▶ Work instruction
Keeping every word intact, reproduce all of the records.

▶ The input
[Start of Attachment]

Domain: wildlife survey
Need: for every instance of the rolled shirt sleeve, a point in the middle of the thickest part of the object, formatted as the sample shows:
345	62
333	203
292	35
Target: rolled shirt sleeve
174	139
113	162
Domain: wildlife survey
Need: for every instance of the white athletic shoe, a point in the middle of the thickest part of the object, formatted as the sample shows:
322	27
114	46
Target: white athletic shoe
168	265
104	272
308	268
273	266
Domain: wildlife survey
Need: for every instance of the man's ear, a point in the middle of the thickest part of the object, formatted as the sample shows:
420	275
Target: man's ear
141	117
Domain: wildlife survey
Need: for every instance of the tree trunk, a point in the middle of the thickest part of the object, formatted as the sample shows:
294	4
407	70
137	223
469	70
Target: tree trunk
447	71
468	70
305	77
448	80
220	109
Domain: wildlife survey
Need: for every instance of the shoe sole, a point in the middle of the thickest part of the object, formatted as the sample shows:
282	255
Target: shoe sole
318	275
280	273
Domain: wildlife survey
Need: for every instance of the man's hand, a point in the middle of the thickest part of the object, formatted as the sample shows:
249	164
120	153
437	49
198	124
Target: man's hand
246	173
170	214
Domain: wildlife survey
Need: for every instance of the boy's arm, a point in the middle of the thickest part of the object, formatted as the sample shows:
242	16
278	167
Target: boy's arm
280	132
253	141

[End of Attachment]

▶ Response area
Domain: wildlife survey
Need: for every instance of the rolled shirt sleeve, a point in the middle of the thickest part of the object, formatted as the sample shows:
345	62
333	203
292	35
Target: rolled shirt sleeve
174	139
113	162
Domain: wildlife survey
Need: for every instance of the white athletic shoe, a point in the middle of the thickest part of the object, formatted as the sample shows:
322	27
114	46
Target: white athletic shoe
168	265
104	272
308	268
273	266
Domain: wildlife survey
Need: for every instance of the man's ear, a point in the middle of the thickest part of the object, formatted as the sample shows:
420	275
Target: man's ear
141	117
Domain: wildlife survey
Need: for every instance of the tree trunk, a point in the middle of the thickest part of the object, formatted as the sample shows:
294	4
407	70
137	223
469	70
Target: tree trunk
447	71
468	70
305	77
448	80
220	109
Domain: wildlife survey
Need: for every instance of the shoe sole, a point in the middle of the thickest part of the object, formatted as the sample shows:
282	255
Target: shoe sole
318	275
280	273
Domain: wildlife survey
Need: for every instance of the man's hand, a point in the middle of the thickest part of the object, formatted as the sample shows:
249	164
120	153
437	49
198	124
Target: man's hand
246	173
170	214
Domain: wildlife survey
Need: for every instance of the boy's arm, a point in the middle of the thickest part of the object, formatted as the sample shows:
242	16
278	167
Target: boy's arm
280	132
253	141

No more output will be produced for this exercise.